Assigned task -
For each line below that holds the string "front", add one to a tally; report that tally alone.

Records provided below:

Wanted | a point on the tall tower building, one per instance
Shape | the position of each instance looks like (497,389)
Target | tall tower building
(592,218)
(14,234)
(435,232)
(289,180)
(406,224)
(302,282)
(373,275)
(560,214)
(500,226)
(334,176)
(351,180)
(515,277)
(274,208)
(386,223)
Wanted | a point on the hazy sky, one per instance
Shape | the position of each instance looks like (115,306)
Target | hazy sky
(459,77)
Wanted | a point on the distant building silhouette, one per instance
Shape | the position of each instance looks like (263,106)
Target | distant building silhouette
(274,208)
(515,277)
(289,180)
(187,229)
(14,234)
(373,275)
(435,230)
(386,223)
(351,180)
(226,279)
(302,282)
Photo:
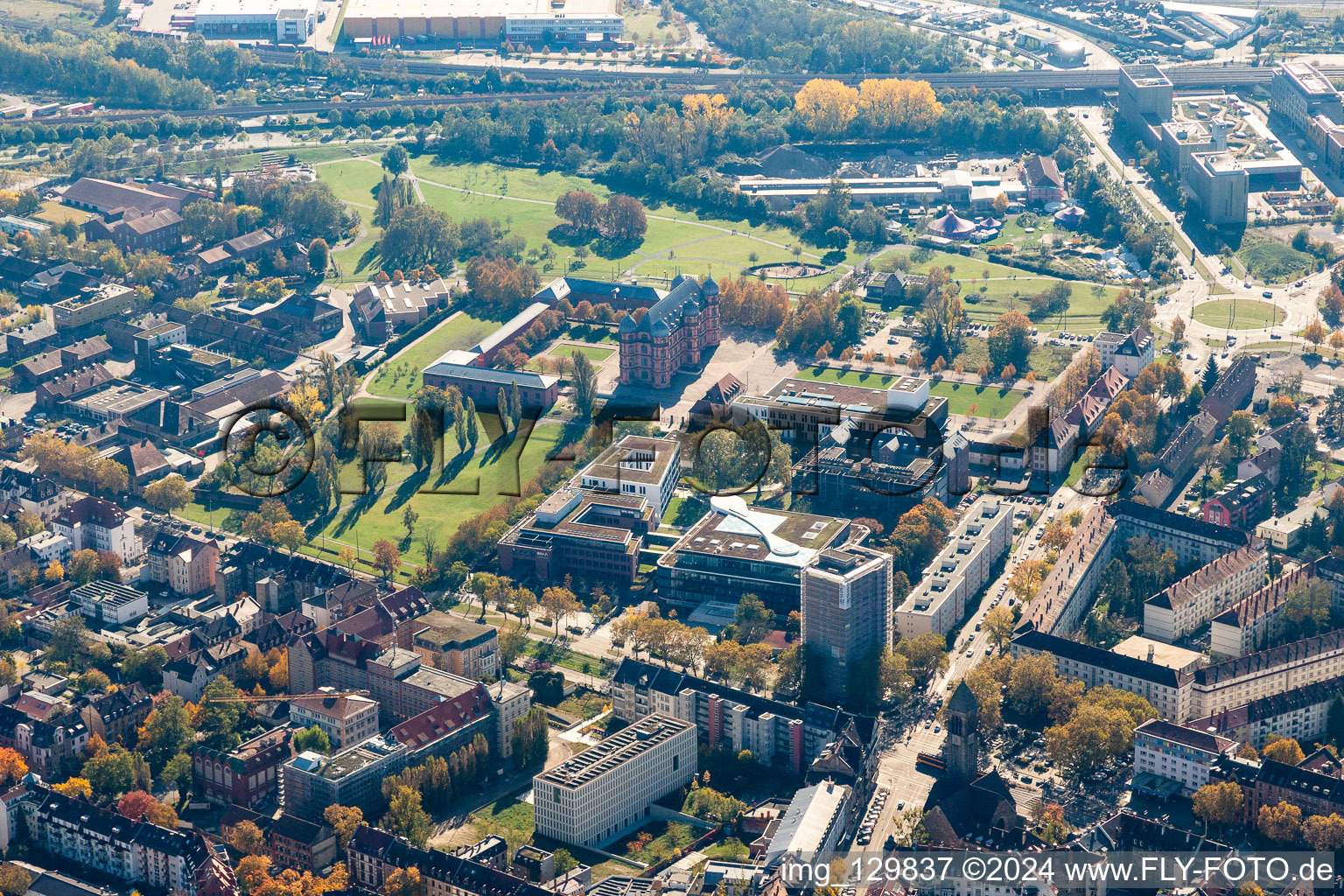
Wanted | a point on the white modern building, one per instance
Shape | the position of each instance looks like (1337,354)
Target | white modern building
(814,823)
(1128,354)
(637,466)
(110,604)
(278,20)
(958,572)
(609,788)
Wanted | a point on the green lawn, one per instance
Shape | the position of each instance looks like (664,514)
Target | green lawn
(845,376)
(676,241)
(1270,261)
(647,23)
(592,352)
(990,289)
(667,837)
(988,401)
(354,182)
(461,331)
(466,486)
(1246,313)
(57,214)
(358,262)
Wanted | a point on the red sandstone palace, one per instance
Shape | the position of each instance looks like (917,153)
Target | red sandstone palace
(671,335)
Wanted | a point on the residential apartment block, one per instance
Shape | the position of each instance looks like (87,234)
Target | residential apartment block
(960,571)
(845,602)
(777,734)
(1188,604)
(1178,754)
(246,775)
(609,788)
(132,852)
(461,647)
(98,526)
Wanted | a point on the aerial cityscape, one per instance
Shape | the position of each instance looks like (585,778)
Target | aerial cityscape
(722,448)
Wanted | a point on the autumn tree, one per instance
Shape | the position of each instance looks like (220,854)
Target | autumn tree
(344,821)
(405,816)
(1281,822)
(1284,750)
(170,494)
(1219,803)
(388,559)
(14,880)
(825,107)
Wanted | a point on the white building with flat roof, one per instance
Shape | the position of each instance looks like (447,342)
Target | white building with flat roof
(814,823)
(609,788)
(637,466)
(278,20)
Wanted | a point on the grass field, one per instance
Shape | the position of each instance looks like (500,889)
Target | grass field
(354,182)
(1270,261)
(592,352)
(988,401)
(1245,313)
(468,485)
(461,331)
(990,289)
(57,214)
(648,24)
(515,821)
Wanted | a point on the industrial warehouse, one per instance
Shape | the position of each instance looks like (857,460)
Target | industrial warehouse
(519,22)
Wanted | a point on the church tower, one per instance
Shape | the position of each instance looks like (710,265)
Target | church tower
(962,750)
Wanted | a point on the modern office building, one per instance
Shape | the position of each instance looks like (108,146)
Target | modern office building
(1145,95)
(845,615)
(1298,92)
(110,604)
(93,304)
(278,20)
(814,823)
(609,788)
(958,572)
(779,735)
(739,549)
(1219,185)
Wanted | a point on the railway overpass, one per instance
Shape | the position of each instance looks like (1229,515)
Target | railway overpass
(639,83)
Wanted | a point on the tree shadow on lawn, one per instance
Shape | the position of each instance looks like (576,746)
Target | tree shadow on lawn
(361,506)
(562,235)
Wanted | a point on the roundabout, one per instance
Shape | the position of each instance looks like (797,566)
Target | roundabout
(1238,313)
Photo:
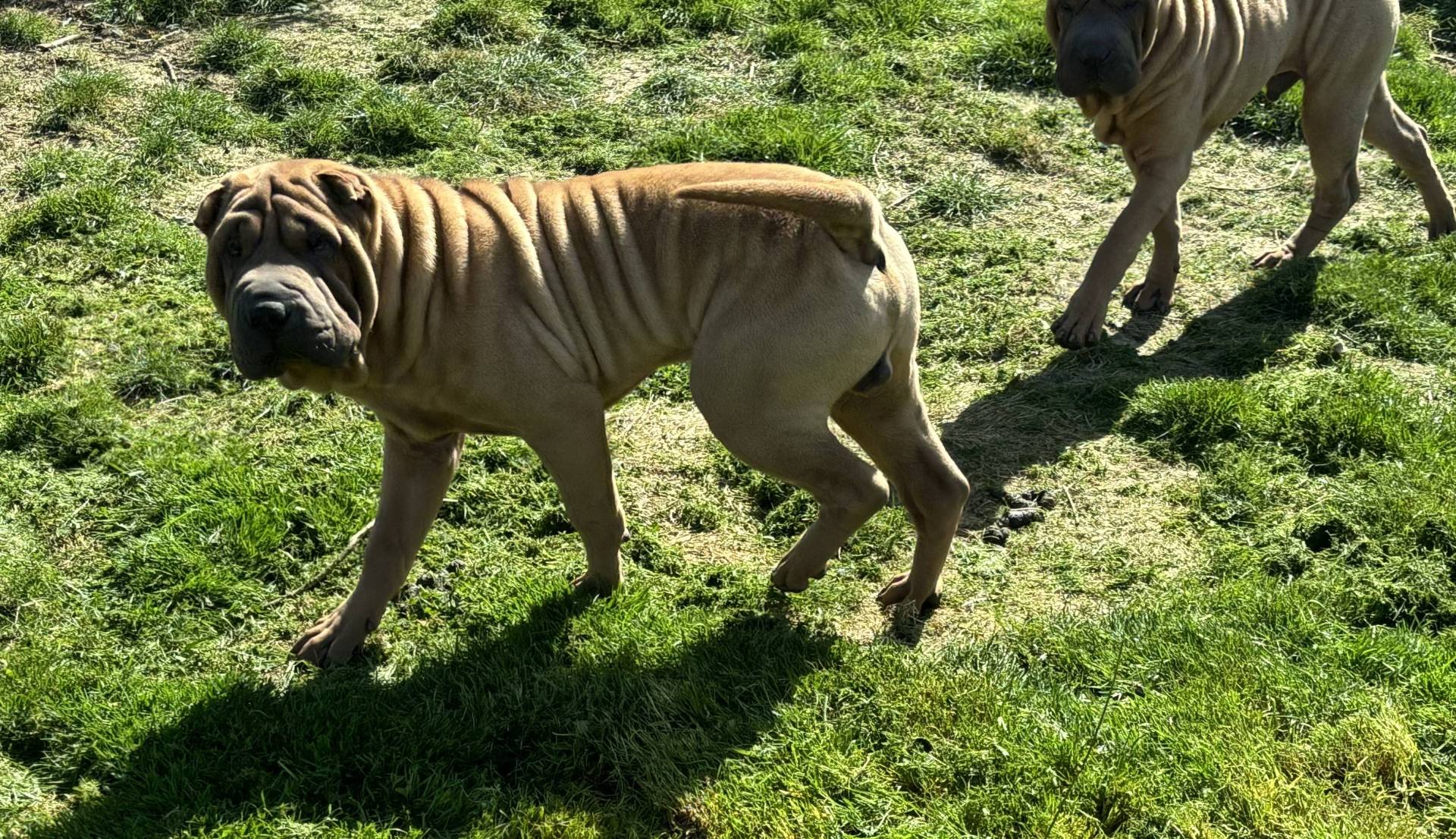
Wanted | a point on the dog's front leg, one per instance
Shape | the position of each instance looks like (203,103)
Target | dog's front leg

End of Records provided.

Exercise result -
2